▶ **Quoted passage**
## Start
The Public Ledger commenced in 1760 as The Public Ledger, or, the Daily Register of Commerce and Intelligence. It was primarily an advertising paper and according to Stanley Morrison was “designed to promote the interests of those buyers and sellers of all sorts of articles who were inscribed in the membership of an institution entitled ‘Public Register’ in St Paul’s Church Yard. John Feltham’s Picture of London (1802) described it as “merely a commercial paper, principally for shipping business” which aimed “at no circulation except among people in trade.” In 1810 it was priced at 6d. Over half of each four-page issue consisted of advertisements although the inner pages also supplied general news, family notices etc. Articles of intelligence and advertisements were received at Lloyd’s Coffee House. Although the paper’s motto “Open to all parties, influenced by none” had been on the masthead since its inception, it was known to have received money from the Pitt government in the 1780s and 1790s. Later Crowder appears to have worked strenuously to avoid party spirit. In 1828 the Tasmanian newspaper in Hobart commented that although Crowder “some few years ago adopted Whig Policy … the Ledger never was violent, and was as respectably conducted as any similarly established Journal could by possibility be. [sic]” Bent used the Ledger’s motto to head up the correspondence columns of his Colonial Times in 1826.

During Bent’s time there the Ledger was conducted as a joint stock company. In 1828 Bent revealed he was familiar with its business model and considered applying it to his own newspaper in Hobart. Bent always saw his newspapers as important in disseminating commercial information and facilitating the growth of trade and the economy generally. This may well have been informed by the Ledger’s role as a paper representing commercial interests. And Bent’s own conduct and aspirations as a newspaper publisher may have been influenced by the successful career of that most interesting man, John Crowder.

JOHN CROWDER

John Crowder by Sir William Charles Ross
This portrait of John Crowder in his Mayoral robes by Sir William Charles Ross hangs in the Guildhall in London.

Crowder was born in Buckinghamshire in 1756. He began his working life as a printer and journeyman compositor (and as Bent opined in 1837 there was nothing to be ashamed of in that). Crowder became a successful businessman and by the time of his death in 1830 had risen to be Lord Mayor of London. He first joined the Ledger in about 1780, after a stint with King’s Printer William Strahan. At this time the Ledger was printed and part-owned by Francis Blyth. Crowder married Blyth’s niece Mary Annabella James in February 1788 and after Blyth died the following June took over the printing business which was then located in Queens Head Alley, Paternoster Row. Over the course of his long career he also printed numerous books and pamphlets on a wide variety of subjects for various publishers.

Crowder’s obituary in the Gentleman’s Magazine held him up as an exemplar to young men in business. His character could be “comprised in two words, INDUSTRY and INTEGRITY. Both distinguished him while in trade, and both he carried with him into public life.”  He had carried on the paper for upwards of thirty years “with the greatest impartiality, diligence, and integrity.”  He had also amassed a considerable fortune through successful speculations. Of “an amiable and generous temper”, his involvement in public life began with his election, in 1800, to the Common Council for the ward of Farringdon Within.
## End
▶ **Request 1**
Write out the part of the Public Ledger text between "Crowder’s obituary in" and "of Farringdon Within.", inclusive.
▶ **Request 2**
According to the Public Ledger text, in what year was John Crowder elected to the Common Council for the ward of Farringdon Within?
▶ **Request 3**
Carry on the Public Ledger text from where it stops.
The data that follows has no connection to the Public Ledger text.

▶ **Material**
## Start
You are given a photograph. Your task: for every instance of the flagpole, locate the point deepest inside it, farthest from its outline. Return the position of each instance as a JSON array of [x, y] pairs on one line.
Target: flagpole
## End
▶ **Result 1**
Crowder’s obituary in the Gentleman’s Magazine held him up as an exemplar to young men in business. His character could be “comprised in two words, INDUSTRY and INTEGRITY. Both distinguished him while in trade, and both he carried with him into public life.”  He had carried on the paper for upwards of thirty years “with the greatest impartiality, diligence, and integrity.”  He had also amassed a considerable fortune through successful speculations. Of “an amiable and generous temper”, his involvement in public life began with his election, in 1800, to the Common Council for the ward of Farringdon Within.

▶ **Result 2**
1800

▶ **Result 3**
Crowder relinquished the newspaper in June 1821, stating that during the long period in which it had been under his control he had “endeavoured, as much as possible, to make the general tone … accord with the liberal spirit of its Motto; shunning the vortex of Party on the one hand, nor seeking the favour of those in power on the other.” He admitted it was difficult to steer a middle course, and adverted, guardedly, to recent circumstances which, without his control, had “somewhat altered the tone of this Paper.” He may have been referring to the impact on newspapers of the repressive “six acts” which had been passed following the Peterloo massacre in 1819.

Crowder was a London City Alderman from 1823 until his death in 1830, Sheriff in 1825-1826 (when his attendance at executions often had an overpowering effect on his feelings) and Lord Mayor of London 1829-30. He was also prominent in the Stationers’ Company late in life becoming Warden in 1828-9 and, while Lord Mayor, its Master.

Despite Crowder’s charitable disposition and obvious status and influence there is no formal record of his interceding on Bent’s behalf after the burglary conviction. The Newgate authorities obviously knew Bent had been Crowder’s “boy” so it is possible he exerted some influence behind the scenes. While Bent’s workmates probably visited him in nearby Newgate, providing him with food and other little comforts, we simply do not know whether Crowder extended a helping hand or what attitude he took towards his errant apprentice.

KEEPING IN TOUCH

Bent obviously kept in touch with the Ledger and possibly others in Warwick Square. He set up a direct exchange of newspapers with Crowder’s printing office.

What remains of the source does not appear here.